Please return every line of the records below that contains the word "outline", copied unchanged.

Contour labeling items:

^^^^^^^^^^^^^^^^

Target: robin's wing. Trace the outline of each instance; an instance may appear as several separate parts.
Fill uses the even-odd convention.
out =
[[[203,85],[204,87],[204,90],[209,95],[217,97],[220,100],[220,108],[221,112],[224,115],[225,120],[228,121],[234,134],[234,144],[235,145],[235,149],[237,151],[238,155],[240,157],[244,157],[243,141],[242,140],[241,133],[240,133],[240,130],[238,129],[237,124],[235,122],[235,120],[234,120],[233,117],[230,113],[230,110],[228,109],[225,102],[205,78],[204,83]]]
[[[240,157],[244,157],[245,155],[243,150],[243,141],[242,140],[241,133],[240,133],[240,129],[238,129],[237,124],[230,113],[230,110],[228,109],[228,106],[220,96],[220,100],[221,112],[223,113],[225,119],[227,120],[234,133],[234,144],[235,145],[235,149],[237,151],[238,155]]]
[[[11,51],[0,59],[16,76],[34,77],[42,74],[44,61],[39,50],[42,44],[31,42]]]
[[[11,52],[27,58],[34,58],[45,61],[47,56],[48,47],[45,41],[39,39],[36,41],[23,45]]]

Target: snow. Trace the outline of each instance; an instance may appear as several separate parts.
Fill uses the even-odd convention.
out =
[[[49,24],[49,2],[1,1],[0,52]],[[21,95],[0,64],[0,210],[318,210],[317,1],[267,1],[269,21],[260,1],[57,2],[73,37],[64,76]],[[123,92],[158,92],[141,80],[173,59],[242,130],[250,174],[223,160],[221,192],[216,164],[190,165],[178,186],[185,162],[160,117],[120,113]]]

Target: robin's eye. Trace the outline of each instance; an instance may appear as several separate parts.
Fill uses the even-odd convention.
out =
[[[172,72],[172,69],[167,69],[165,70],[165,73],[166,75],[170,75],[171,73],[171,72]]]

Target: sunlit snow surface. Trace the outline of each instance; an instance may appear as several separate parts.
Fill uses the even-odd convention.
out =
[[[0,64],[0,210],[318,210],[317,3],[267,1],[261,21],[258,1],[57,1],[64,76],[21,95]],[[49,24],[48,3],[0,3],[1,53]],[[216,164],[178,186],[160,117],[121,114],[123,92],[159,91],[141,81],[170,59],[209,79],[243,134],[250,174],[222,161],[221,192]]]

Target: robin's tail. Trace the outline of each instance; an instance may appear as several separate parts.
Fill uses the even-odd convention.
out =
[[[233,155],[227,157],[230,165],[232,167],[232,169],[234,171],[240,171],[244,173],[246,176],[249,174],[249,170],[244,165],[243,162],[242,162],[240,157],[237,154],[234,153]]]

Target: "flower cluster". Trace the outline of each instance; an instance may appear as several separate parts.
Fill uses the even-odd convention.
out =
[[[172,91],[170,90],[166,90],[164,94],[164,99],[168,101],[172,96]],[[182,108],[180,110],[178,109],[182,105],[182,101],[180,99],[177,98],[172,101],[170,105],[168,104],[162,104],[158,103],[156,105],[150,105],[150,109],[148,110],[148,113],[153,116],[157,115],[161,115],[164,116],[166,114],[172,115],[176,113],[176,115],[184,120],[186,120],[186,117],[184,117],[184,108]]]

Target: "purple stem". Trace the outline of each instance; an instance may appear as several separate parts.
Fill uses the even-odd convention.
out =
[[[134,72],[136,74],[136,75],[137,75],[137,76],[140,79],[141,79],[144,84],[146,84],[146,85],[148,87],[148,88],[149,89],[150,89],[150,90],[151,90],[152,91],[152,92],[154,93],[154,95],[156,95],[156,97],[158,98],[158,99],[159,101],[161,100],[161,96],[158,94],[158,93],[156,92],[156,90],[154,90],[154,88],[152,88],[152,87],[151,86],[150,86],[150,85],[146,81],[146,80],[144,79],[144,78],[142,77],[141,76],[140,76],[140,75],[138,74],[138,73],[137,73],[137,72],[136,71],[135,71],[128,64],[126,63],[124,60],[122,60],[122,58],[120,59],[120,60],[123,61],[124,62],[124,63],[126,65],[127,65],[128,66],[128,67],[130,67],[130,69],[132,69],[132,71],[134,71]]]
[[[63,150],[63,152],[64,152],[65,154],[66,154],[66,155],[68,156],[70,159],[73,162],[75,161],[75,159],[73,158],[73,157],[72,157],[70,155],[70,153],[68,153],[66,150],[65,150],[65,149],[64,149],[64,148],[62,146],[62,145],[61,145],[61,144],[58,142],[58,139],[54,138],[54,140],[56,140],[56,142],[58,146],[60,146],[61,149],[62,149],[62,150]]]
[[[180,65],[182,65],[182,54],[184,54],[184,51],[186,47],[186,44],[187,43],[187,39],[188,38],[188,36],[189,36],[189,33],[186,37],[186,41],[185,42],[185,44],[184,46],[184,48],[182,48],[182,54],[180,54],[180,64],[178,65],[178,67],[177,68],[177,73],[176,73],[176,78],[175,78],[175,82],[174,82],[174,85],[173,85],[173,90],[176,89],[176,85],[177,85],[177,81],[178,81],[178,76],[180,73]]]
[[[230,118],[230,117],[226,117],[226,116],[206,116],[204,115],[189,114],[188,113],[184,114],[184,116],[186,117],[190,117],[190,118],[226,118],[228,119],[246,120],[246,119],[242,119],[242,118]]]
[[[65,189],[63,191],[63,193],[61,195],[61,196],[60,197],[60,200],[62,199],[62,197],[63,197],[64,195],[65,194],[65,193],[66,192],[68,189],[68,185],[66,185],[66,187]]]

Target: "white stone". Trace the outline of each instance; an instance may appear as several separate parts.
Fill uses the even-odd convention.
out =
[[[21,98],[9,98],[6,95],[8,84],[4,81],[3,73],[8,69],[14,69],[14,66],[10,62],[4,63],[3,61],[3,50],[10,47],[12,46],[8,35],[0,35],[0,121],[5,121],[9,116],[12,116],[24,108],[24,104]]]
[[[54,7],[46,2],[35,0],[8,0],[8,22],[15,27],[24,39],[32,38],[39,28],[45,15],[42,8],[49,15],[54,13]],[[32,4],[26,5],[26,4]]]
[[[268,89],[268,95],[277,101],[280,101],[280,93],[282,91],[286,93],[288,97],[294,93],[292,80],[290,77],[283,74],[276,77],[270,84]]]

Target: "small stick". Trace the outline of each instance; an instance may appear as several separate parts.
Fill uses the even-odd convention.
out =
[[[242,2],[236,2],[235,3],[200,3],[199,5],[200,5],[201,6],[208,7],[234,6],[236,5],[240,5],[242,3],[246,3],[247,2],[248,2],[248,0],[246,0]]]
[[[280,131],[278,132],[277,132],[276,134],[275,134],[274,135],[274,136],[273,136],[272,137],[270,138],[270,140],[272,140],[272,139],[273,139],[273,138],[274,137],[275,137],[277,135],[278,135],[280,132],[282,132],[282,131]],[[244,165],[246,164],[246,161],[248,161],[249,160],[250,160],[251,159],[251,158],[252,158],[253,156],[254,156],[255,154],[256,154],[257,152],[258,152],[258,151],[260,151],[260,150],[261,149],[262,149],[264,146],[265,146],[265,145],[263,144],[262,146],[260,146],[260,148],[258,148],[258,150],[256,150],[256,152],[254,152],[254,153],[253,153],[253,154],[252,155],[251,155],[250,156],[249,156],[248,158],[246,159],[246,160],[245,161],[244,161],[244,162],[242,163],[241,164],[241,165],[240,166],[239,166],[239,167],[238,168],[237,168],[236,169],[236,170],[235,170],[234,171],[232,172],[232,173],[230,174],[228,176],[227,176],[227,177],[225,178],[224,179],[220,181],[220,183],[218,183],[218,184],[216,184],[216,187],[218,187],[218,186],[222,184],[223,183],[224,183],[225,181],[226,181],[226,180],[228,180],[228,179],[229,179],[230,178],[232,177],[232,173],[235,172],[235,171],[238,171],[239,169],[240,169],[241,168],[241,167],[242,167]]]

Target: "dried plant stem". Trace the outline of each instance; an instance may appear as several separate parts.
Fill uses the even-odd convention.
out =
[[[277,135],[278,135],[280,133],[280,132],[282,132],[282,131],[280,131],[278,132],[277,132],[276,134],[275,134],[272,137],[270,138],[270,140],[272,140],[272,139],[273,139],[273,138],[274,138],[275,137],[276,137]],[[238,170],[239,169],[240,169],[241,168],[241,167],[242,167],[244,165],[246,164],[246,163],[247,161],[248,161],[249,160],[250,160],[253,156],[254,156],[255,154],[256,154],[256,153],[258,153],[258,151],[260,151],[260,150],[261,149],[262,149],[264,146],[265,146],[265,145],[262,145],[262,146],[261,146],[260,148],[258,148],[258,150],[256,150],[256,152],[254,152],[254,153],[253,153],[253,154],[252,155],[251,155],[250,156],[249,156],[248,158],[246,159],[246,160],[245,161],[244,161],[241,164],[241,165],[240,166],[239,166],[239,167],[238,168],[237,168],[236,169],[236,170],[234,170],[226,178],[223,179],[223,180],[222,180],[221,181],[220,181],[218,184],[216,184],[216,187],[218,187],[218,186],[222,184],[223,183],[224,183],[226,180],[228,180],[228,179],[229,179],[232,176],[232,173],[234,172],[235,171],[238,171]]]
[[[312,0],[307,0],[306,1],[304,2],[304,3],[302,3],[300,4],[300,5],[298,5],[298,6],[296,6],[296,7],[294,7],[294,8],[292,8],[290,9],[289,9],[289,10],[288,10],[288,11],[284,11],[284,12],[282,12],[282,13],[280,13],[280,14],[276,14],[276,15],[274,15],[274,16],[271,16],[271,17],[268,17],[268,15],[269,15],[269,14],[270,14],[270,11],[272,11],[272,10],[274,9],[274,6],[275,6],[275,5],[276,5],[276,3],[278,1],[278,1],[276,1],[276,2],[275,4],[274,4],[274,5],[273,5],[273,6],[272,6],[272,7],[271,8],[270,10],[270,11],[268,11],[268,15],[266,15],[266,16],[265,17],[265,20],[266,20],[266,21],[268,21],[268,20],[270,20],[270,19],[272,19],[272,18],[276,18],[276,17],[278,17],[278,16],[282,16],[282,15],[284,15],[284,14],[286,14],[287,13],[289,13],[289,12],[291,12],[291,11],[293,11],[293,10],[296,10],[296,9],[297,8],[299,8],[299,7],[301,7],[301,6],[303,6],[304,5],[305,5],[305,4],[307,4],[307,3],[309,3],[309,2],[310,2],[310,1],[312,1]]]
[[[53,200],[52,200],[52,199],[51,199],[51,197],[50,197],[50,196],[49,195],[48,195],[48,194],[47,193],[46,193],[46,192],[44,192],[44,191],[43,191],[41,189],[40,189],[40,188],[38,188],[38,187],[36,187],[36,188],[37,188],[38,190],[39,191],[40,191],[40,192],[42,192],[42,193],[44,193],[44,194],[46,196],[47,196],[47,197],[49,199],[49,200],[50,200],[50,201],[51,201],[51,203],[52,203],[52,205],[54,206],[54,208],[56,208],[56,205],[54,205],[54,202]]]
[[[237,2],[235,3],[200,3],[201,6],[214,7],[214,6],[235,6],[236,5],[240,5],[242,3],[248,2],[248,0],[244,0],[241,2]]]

^^^^^^^^^^^^^^^^

Reply to the task>
Target: robin's wing. Trace the outline of each instance; an instance may appear as several separate parts.
Target: snow. Trace the outline of each instance; an instance may appear as several separate parts.
Target: robin's eye. Trace the outline of each instance; an instance may appear as several separate parts.
Target: sunlit snow surface. Trace the outline of each instance; an instance may appear as several separate parts.
Target: robin's tail. Trace the outline of each instance; an instance may appear as several separate parts.
Target: "flower cluster". Trace the outline of each instance; an instance may appear as several separate parts.
Target: "purple stem". Trace the outline of each instance; an instance may appear as several separate parts.
Target: "white stone". Trace the outline of each instance; an instance may appear as several separate parts.
Target: "small stick". Trace the outline of each instance; an instance may appear as several separate parts.
Target: "dried plant stem". Trace the outline of each instance; an instance may appear as several separate parts.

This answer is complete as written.